───── INFORMATION PROVIDED ─────

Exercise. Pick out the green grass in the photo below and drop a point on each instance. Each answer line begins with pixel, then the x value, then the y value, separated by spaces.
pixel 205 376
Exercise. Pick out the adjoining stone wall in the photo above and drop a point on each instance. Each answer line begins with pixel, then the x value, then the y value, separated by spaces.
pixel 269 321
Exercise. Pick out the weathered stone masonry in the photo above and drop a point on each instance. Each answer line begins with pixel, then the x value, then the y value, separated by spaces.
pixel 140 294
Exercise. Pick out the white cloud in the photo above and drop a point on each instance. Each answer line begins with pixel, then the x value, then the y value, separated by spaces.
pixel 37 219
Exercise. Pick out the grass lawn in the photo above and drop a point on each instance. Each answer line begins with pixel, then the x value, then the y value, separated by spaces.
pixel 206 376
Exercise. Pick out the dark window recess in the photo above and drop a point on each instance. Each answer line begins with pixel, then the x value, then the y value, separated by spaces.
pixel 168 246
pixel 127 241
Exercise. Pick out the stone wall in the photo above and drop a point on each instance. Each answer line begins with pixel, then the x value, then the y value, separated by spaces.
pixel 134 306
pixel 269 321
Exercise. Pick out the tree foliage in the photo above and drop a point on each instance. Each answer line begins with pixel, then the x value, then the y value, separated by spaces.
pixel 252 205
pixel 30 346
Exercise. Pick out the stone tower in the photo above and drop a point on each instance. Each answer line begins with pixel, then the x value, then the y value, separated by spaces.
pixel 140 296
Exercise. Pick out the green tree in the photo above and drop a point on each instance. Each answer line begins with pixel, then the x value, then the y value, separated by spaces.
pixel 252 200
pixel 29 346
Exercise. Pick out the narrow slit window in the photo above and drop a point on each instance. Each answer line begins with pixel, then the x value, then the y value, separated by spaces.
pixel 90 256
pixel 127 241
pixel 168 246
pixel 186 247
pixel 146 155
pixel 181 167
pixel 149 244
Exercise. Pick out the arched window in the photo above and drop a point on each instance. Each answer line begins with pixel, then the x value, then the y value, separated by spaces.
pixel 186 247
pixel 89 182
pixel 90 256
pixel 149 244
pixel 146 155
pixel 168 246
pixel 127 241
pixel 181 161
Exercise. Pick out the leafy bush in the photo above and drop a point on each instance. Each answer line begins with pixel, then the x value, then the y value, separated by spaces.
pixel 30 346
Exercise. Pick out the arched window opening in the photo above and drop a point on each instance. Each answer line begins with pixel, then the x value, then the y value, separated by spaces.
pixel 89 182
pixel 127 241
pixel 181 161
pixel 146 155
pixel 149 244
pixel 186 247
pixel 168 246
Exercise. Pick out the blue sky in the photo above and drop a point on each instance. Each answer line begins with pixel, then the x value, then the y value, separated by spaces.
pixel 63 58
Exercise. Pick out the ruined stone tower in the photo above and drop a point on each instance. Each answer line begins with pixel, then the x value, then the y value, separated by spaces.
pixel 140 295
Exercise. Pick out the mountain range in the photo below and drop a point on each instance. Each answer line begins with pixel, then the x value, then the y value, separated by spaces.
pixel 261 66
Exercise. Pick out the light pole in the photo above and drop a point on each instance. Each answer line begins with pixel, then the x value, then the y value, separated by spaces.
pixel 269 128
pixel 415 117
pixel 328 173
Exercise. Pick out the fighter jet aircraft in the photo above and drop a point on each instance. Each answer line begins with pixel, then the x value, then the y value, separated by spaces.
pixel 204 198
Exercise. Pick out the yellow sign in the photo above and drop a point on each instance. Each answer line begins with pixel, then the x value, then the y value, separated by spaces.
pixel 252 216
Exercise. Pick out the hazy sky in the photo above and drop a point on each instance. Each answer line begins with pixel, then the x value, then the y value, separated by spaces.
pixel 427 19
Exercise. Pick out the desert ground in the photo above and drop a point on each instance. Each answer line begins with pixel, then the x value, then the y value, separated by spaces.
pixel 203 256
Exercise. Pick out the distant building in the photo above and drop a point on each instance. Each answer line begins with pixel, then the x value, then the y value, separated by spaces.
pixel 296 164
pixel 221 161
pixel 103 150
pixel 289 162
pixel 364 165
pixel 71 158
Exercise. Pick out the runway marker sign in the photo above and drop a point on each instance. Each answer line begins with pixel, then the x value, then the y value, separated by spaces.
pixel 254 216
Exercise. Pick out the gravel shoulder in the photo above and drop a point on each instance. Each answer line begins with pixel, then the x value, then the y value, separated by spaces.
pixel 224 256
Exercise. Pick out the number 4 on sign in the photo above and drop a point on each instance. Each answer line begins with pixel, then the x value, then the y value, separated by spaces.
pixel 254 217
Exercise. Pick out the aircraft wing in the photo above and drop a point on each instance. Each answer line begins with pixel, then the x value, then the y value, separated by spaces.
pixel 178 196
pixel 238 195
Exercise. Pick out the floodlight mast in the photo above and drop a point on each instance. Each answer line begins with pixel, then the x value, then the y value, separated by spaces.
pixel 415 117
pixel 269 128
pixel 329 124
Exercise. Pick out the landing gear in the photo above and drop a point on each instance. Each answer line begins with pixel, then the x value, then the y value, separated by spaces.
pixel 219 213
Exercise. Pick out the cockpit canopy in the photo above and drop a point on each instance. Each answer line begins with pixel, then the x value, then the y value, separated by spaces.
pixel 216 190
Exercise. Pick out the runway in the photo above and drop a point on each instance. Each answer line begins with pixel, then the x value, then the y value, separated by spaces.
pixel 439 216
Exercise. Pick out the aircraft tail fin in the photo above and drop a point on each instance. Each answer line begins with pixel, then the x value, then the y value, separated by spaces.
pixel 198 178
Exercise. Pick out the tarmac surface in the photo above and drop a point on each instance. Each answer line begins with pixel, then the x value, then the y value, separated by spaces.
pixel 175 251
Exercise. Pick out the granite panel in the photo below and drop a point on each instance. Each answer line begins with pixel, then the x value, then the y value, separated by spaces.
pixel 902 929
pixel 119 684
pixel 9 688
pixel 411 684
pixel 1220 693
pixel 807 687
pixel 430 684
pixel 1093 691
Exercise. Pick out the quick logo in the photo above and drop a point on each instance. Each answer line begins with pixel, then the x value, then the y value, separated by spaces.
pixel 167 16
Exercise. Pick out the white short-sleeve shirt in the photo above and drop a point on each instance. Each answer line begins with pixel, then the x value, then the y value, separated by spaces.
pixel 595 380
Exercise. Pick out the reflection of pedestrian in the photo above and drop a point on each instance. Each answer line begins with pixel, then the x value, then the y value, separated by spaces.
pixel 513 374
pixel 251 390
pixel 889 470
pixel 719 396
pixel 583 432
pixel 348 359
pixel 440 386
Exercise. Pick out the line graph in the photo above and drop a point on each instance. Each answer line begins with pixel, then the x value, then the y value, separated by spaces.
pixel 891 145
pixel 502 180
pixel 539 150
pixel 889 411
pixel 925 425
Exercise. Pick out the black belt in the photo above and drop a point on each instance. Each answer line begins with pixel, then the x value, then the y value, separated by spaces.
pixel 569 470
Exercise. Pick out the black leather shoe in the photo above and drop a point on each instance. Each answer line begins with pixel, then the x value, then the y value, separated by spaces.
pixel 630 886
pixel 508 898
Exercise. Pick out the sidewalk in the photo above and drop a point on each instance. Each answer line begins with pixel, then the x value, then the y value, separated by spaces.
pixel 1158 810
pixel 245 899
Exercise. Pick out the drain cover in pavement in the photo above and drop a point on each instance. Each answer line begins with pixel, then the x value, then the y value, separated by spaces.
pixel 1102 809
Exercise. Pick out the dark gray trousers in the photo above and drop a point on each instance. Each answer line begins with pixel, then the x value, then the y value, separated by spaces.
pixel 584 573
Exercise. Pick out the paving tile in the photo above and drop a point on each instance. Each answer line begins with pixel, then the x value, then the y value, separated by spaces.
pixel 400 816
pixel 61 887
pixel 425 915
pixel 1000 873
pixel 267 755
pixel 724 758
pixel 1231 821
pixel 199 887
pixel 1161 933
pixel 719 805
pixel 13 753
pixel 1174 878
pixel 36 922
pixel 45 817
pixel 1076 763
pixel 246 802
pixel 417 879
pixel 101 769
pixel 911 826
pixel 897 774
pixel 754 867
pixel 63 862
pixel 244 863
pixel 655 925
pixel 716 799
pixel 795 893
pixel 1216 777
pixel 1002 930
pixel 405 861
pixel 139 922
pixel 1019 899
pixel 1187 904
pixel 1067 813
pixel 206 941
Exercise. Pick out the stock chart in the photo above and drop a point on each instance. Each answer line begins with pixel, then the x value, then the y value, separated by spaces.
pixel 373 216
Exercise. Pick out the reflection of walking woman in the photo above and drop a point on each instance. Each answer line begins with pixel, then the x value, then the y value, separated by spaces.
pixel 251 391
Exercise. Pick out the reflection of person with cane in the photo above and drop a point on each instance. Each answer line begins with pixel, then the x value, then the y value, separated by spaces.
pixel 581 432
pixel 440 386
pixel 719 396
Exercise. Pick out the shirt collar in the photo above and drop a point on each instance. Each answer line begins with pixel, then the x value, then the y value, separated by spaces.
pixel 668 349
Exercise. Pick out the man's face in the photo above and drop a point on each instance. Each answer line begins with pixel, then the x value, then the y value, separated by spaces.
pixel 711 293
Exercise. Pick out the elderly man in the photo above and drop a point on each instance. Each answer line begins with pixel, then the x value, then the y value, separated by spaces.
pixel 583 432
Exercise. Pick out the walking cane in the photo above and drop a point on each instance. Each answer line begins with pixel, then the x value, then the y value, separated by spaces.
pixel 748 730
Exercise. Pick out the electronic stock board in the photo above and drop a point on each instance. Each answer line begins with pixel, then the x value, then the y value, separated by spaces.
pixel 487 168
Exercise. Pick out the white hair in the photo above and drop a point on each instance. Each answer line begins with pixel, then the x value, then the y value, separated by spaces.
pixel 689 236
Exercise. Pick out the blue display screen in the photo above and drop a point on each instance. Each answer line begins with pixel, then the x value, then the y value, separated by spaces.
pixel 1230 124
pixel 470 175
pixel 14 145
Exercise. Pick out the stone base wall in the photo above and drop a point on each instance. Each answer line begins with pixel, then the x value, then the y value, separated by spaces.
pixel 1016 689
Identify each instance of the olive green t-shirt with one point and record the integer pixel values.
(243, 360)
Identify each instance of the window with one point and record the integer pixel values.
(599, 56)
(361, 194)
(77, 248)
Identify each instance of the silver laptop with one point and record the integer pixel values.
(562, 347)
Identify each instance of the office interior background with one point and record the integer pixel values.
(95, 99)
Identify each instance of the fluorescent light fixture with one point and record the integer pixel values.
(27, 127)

─────

# WORK REQUIRED:
Produce an exact copy of each line from the one holding "Exercise. Pick out the stone base" through the last line of the records, both included, and nothing more.

# PROBLEM SOLUTION:
Exercise. Pick out the stone base wall in the photo above and drop a point on each instance. Each answer line begins with pixel, then the x value, then the y value, separated by spaces.
pixel 1016 689
Identify each instance of the olive green t-shirt with one point and record the integer pixel values.
(243, 360)
Identify each instance of the window with one point and record the integer pixel values.
(599, 56)
(361, 194)
(77, 248)
Identify each instance of the silver laptop with one point and record the integer pixel values.
(562, 347)
Identify each instance of the office interior background with one point and record the integer pixel values.
(95, 99)
Identify each instance of the fluorescent light fixture with one point and record the integer pixel values.
(27, 127)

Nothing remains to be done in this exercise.